_What you have to do_: Copy the Paul O'Neill newsletter passage starting at "Almost two years" and ending at "sign of dissonance.", substituting "pet names" for each occurrence of "nicknames".

Dear Subscriber,


Former Treasury Secretary Paul O'Neill's ill-fated foray into Washington politics has been captured in the book, "The Price of Loyalty." We're using his tale to study how a maverick can get marooned when working outside of the consensus. With O'Neill sharing many values and methods favored by safety and health professionals, it's a cautionary story.

Last week we looked at how, like a moth magnetized to the flame, you can jump into a job that wasn't right for you in the first place. And how chemistry with the boss can inflate or deflate your clout. This week in ISHN's e-newsletter we look at how communication, culture, and your own calculations influence your chances for success.


As Treasury Secretary, Paul O'Neill enjoyed what many safety and health pros crave — access to the boss. Golden opportunities, O'Neill called them. He and the President met about once a week for 30- to 60-minute one-on-one meetings. It was O'Neill's chance to push his agenda, make his arguments.

But more often than not he walked away from these one-on-ones troubled, confused or disappointed. The door was open, but no one was home, it seemed. His boss said little, explained little, seldom questioned.

O'Neill couldn't read his boss, resorting to interpreting body language. Did a nod seem to affirm? He wasn't sure. A tilt of the head indicate understanding?

Almost two years into his job, O'Neill still didn't know how his boss thought or formed strategy. Couldn't figure out where his convictions came from. O'Neill acted on facts and information. His boss used instinct and faith.

Then there was the irritating business of nicknames. O'Neill never wore his well, believing them a bully tactic, a way of asserting dominance. "Hey there, Big O," his boss would bark, kicking off their meetings. Here's your tag, now wear it, is how O'Neill took it. "Sounds like an appliance salesman in Austin," said one of the boss's aides. Maybe it was just the boss's style. He had been handing out nicknames since his prep school days, after all. No matter, it was another sign of dissonance.


"The town's changed," Alcoa's VP of government affairs told O'Neill before he took the Treasury job. So much more partisan, hard charging, kill or be killed. "I wouldn't take the job," he advised.

_Data records_:

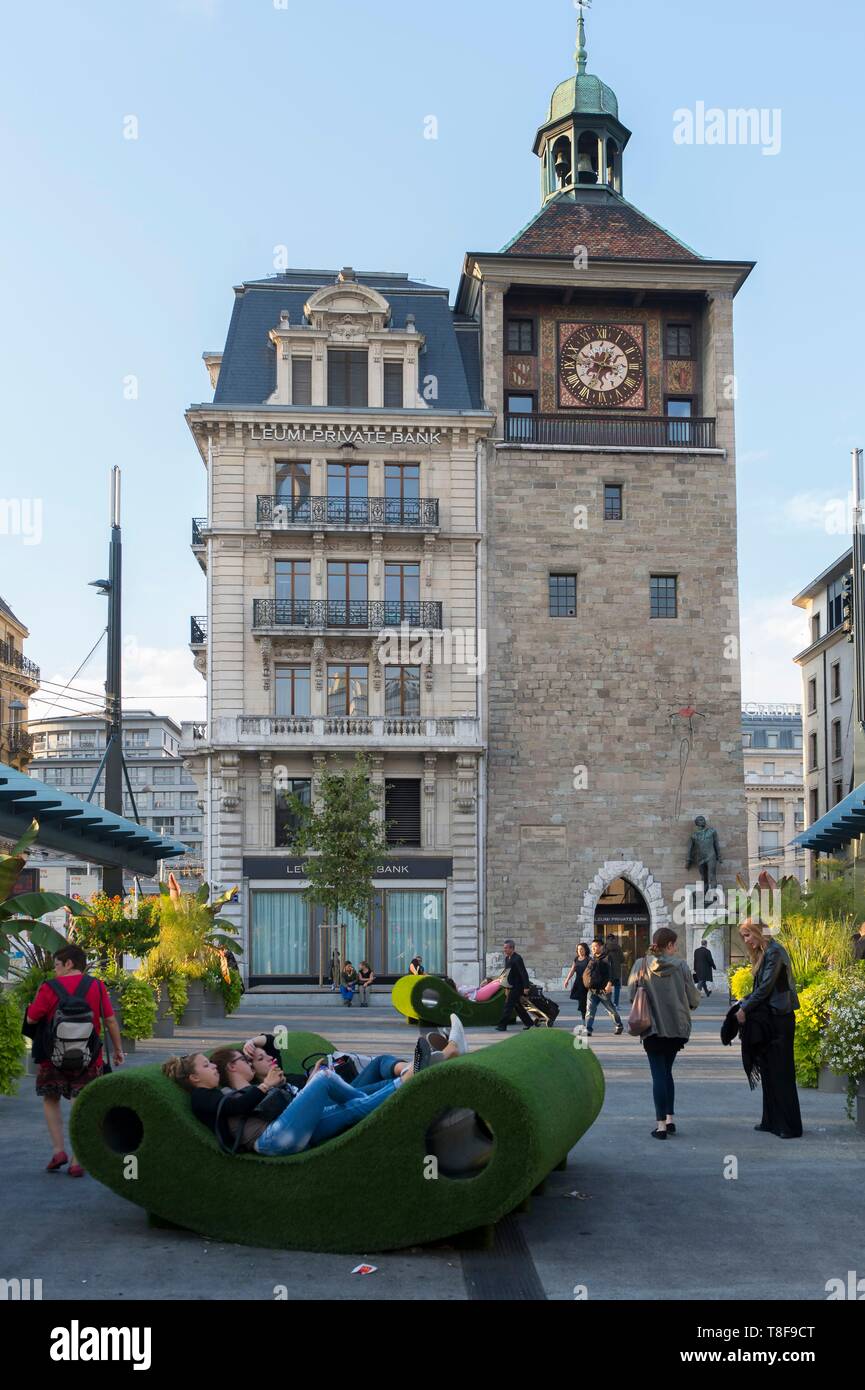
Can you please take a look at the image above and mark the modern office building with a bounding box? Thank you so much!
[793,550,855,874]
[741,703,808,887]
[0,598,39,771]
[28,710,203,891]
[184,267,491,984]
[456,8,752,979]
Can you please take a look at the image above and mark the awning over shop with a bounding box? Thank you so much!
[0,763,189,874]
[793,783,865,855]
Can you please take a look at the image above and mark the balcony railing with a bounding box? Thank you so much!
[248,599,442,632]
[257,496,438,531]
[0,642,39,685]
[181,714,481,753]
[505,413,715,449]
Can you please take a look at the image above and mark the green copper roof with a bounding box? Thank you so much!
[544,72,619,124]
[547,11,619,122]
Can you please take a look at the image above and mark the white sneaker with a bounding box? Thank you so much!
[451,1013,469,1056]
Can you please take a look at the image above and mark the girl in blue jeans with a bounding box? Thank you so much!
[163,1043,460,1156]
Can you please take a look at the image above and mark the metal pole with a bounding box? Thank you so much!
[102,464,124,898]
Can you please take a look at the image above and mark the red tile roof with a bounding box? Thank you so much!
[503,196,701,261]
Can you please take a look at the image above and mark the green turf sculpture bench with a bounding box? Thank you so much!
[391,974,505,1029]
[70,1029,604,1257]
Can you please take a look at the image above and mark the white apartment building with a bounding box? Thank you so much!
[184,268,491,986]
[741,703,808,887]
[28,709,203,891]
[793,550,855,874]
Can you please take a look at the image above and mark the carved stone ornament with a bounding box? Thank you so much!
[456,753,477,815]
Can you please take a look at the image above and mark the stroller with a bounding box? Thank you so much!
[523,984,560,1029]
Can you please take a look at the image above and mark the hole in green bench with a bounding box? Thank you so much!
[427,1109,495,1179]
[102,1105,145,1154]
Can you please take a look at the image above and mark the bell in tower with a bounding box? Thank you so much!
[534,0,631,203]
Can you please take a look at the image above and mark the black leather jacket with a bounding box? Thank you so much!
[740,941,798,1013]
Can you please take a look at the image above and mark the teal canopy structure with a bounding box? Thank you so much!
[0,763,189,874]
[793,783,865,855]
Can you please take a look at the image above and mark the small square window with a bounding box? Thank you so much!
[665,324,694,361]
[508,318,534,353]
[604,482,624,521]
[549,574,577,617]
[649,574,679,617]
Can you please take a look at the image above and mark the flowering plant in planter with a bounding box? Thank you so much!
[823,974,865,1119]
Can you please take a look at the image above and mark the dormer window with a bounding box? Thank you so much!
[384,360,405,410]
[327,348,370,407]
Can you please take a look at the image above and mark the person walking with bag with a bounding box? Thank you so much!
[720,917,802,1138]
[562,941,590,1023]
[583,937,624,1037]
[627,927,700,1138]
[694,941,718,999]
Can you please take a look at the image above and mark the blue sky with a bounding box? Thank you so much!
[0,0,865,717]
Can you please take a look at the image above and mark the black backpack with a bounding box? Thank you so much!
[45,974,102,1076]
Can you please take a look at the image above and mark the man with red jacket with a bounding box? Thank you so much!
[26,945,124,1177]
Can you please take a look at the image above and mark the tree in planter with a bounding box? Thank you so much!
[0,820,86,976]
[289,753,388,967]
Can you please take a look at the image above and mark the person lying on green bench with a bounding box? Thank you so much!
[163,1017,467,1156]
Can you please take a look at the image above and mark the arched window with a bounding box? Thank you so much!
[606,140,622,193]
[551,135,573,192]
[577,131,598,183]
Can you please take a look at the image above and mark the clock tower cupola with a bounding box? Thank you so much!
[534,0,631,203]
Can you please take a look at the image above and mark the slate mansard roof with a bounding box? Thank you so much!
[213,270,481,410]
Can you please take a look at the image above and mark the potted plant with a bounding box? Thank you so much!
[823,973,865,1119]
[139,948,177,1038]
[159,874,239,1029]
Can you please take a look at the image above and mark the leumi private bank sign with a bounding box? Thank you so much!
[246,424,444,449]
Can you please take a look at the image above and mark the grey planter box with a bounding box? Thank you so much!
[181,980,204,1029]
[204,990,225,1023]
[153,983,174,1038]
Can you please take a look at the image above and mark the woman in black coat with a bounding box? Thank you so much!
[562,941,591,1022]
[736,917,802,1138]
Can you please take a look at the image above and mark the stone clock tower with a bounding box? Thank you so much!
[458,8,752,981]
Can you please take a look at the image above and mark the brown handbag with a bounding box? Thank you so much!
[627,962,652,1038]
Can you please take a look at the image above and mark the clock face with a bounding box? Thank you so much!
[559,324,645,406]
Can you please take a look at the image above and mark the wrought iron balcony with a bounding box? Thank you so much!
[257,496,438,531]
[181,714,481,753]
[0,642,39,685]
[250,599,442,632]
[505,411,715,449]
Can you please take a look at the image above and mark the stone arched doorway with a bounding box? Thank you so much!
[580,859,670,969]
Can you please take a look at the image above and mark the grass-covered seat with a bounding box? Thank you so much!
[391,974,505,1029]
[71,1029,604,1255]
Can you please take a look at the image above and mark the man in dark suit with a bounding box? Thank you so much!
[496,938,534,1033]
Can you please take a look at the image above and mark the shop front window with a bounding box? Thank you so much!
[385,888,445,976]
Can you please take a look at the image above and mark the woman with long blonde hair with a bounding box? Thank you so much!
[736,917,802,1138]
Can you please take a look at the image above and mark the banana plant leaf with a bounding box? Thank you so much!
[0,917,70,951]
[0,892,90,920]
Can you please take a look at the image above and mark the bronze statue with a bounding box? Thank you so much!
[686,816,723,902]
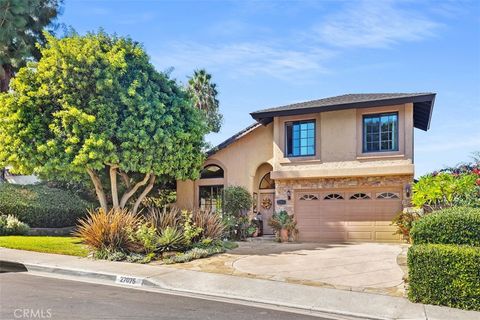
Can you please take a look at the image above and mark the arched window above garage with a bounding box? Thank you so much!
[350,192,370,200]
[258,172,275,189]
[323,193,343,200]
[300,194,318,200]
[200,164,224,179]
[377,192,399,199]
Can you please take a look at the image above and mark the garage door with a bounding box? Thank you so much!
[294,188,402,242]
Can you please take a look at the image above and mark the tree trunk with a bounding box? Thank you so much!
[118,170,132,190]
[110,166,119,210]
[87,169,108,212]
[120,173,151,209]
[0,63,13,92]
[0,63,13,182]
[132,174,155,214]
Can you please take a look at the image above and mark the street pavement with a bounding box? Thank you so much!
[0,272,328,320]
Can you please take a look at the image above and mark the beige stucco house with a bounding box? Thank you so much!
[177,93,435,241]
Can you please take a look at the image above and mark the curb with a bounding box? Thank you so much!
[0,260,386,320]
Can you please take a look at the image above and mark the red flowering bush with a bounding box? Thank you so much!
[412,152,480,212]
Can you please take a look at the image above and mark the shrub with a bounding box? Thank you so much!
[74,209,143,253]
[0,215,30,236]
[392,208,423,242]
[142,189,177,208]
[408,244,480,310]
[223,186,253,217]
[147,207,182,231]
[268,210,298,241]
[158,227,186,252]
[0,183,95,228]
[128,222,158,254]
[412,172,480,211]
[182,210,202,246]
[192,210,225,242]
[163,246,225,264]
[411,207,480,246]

_Output for this exercise_:
Almost two years into his job, O'Neill still didn't know how his boss thought or formed strategy. Couldn't figure out where his convictions came from. O'Neill acted on facts and information. His boss used instinct and faith.

Then there was the irritating business of pet names. O'Neill never wore his well, believing them a bully tactic, a way of asserting dominance. "Hey there, Big O," his boss would bark, kicking off their meetings. Here's your tag, now wear it, is how O'Neill took it. "Sounds like an appliance salesman in Austin," said one of the boss's aides. Maybe it was just the boss's style. He had been handing out pet names since his prep school days, after all. No matter, it was another sign of dissonance.